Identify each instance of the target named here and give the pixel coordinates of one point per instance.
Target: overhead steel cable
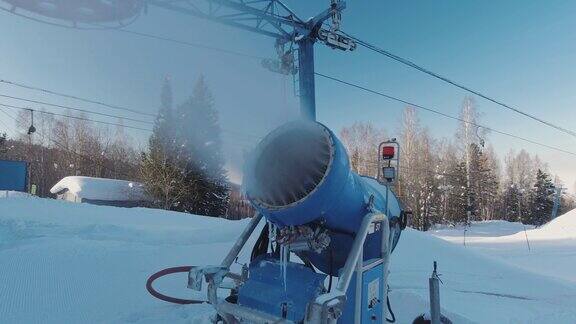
(458, 85)
(29, 87)
(87, 111)
(440, 113)
(187, 43)
(74, 117)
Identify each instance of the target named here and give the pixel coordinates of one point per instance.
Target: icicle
(283, 263)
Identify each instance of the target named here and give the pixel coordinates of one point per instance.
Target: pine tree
(542, 199)
(457, 204)
(3, 143)
(162, 140)
(160, 174)
(199, 154)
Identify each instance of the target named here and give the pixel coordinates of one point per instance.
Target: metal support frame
(355, 261)
(434, 287)
(306, 79)
(326, 308)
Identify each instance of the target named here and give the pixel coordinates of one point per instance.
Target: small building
(100, 191)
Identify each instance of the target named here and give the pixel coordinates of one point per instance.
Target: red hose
(163, 297)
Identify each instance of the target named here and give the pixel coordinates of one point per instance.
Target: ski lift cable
(457, 84)
(75, 109)
(381, 94)
(242, 140)
(64, 148)
(74, 117)
(29, 87)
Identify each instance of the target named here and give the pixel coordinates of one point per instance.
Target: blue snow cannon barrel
(300, 174)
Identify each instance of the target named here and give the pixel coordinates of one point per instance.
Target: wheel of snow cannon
(422, 319)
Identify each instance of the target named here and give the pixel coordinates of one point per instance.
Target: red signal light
(388, 152)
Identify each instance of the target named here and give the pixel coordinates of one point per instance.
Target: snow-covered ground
(70, 263)
(549, 250)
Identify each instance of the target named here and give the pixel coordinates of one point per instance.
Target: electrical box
(14, 175)
(372, 290)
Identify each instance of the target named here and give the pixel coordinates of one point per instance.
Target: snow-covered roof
(101, 189)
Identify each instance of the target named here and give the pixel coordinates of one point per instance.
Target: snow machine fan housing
(85, 14)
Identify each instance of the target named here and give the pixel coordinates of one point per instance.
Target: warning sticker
(373, 292)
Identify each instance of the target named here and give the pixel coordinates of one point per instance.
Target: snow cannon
(322, 223)
(299, 178)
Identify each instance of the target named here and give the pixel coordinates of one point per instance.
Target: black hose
(393, 319)
(163, 297)
(261, 245)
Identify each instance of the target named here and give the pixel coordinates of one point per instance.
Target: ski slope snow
(548, 250)
(69, 263)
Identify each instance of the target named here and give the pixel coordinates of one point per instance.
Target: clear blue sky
(521, 52)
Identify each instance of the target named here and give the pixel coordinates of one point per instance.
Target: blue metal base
(265, 290)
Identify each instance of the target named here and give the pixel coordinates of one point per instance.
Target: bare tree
(361, 141)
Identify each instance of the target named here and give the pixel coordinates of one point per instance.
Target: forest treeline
(442, 180)
(458, 180)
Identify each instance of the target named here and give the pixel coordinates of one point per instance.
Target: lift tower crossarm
(273, 18)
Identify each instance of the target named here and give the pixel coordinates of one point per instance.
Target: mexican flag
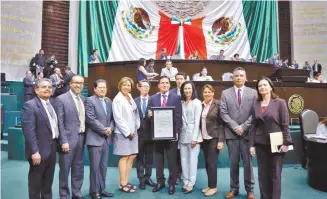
(133, 29)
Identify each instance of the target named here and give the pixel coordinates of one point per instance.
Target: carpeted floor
(14, 183)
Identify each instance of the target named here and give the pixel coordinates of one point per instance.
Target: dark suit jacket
(214, 123)
(318, 67)
(28, 86)
(275, 119)
(36, 128)
(68, 119)
(97, 121)
(173, 100)
(144, 132)
(67, 79)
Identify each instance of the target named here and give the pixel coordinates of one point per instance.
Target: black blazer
(144, 132)
(214, 123)
(36, 128)
(275, 119)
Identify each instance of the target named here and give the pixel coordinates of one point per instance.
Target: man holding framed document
(166, 113)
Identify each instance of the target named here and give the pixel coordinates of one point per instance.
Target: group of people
(243, 119)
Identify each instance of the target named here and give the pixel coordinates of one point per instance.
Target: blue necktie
(104, 106)
(144, 106)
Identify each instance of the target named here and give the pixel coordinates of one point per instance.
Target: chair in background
(227, 76)
(309, 121)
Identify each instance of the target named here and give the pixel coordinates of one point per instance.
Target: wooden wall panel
(55, 30)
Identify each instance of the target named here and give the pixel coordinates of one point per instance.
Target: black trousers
(144, 159)
(171, 150)
(40, 177)
(269, 172)
(211, 153)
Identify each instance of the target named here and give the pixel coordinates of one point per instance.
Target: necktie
(143, 106)
(164, 101)
(53, 118)
(239, 99)
(104, 106)
(81, 116)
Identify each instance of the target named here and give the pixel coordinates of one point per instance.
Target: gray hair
(239, 68)
(37, 83)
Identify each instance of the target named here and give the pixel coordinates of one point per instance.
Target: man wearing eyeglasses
(40, 128)
(71, 118)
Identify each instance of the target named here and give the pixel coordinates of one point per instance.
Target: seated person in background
(195, 55)
(203, 75)
(306, 66)
(163, 53)
(141, 73)
(236, 57)
(169, 71)
(150, 69)
(318, 79)
(322, 128)
(221, 55)
(285, 63)
(95, 58)
(295, 65)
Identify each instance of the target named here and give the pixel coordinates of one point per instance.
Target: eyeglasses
(79, 83)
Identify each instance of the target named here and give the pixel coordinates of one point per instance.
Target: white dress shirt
(52, 122)
(76, 104)
(236, 91)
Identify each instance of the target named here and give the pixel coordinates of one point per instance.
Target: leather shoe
(171, 189)
(158, 187)
(103, 193)
(250, 195)
(95, 196)
(142, 185)
(150, 183)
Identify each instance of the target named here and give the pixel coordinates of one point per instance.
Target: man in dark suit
(99, 119)
(236, 111)
(144, 158)
(71, 117)
(180, 79)
(316, 68)
(40, 128)
(162, 99)
(67, 78)
(28, 86)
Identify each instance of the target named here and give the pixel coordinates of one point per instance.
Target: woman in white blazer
(190, 135)
(127, 121)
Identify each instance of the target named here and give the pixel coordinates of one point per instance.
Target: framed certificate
(162, 123)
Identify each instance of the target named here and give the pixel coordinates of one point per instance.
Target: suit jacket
(36, 128)
(68, 77)
(97, 121)
(214, 123)
(55, 81)
(275, 119)
(234, 114)
(173, 100)
(28, 86)
(93, 58)
(169, 73)
(144, 132)
(68, 119)
(318, 67)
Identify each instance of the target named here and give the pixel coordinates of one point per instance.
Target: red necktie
(239, 99)
(164, 101)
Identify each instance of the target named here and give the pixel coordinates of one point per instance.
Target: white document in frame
(276, 139)
(163, 123)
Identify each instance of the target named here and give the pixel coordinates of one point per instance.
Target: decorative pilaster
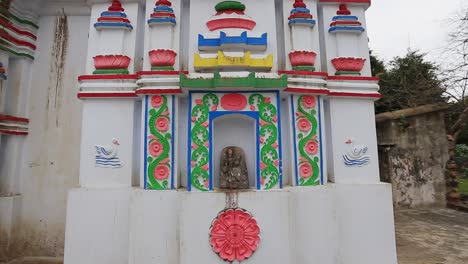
(301, 35)
(163, 32)
(345, 37)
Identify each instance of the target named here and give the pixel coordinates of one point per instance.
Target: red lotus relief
(111, 62)
(302, 58)
(233, 102)
(234, 235)
(348, 64)
(162, 57)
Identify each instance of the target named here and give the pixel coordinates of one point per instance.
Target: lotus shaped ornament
(348, 64)
(111, 62)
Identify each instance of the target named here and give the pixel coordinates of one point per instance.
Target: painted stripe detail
(13, 118)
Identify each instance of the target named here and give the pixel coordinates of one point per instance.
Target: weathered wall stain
(413, 159)
(59, 52)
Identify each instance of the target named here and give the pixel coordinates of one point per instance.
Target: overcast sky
(395, 25)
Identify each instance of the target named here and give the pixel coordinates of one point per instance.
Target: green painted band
(356, 73)
(304, 68)
(19, 20)
(111, 71)
(162, 68)
(19, 54)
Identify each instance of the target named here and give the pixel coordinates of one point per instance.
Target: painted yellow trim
(235, 62)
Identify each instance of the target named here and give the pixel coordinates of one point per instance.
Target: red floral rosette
(234, 234)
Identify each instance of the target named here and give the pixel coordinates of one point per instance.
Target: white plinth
(351, 224)
(105, 120)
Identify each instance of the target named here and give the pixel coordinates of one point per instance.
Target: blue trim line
(355, 29)
(113, 14)
(240, 40)
(280, 140)
(170, 20)
(320, 138)
(300, 10)
(189, 146)
(335, 18)
(293, 120)
(145, 173)
(113, 25)
(163, 9)
(172, 142)
(302, 21)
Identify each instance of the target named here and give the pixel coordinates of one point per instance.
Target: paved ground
(432, 236)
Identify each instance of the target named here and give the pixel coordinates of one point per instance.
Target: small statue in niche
(233, 169)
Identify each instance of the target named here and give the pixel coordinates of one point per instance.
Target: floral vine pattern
(159, 147)
(269, 163)
(307, 140)
(269, 154)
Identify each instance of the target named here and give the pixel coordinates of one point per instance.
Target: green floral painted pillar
(159, 162)
(307, 140)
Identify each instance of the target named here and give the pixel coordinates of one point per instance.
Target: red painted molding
(108, 77)
(367, 95)
(158, 91)
(12, 132)
(307, 91)
(322, 74)
(140, 73)
(13, 118)
(347, 1)
(83, 95)
(353, 78)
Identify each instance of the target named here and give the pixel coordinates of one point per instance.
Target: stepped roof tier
(113, 18)
(300, 15)
(230, 14)
(162, 14)
(345, 22)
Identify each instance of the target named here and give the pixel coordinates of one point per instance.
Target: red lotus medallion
(234, 234)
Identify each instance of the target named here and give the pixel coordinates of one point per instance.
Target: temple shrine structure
(193, 131)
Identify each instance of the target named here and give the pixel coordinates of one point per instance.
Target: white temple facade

- _PROBLEM TO WORK ON_
Pick out every line in the listing above that contains the word "eyeglasses", and copy each of those lines.

- _FULL ANSWER_
Target: man wearing eyeglasses
Target: eyeglasses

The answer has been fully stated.